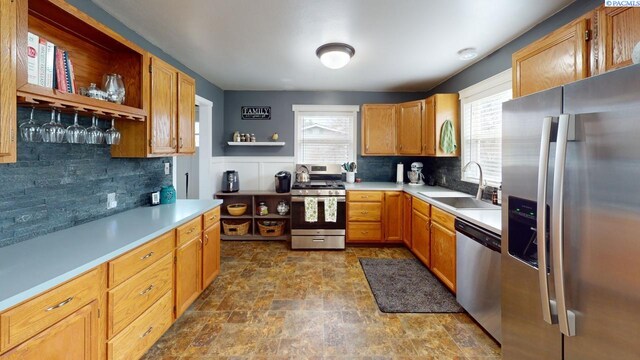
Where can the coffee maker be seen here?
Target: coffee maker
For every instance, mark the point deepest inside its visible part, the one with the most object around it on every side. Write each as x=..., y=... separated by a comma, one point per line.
x=230, y=181
x=415, y=175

★ ★ ★ ★ ★

▶ **Request**: Recast the data above as a numbered list with one line per item, skipping blank lines and leaving out the picture.

▶ **Output**:
1. Where can the coffee maker be seen here?
2. Target: coffee maker
3. For every instance, mark the point deepest inside its visible part, the one with the most object around it on every side. Write each as x=..., y=... separated by a comma, one point per line.
4. x=230, y=181
5. x=415, y=175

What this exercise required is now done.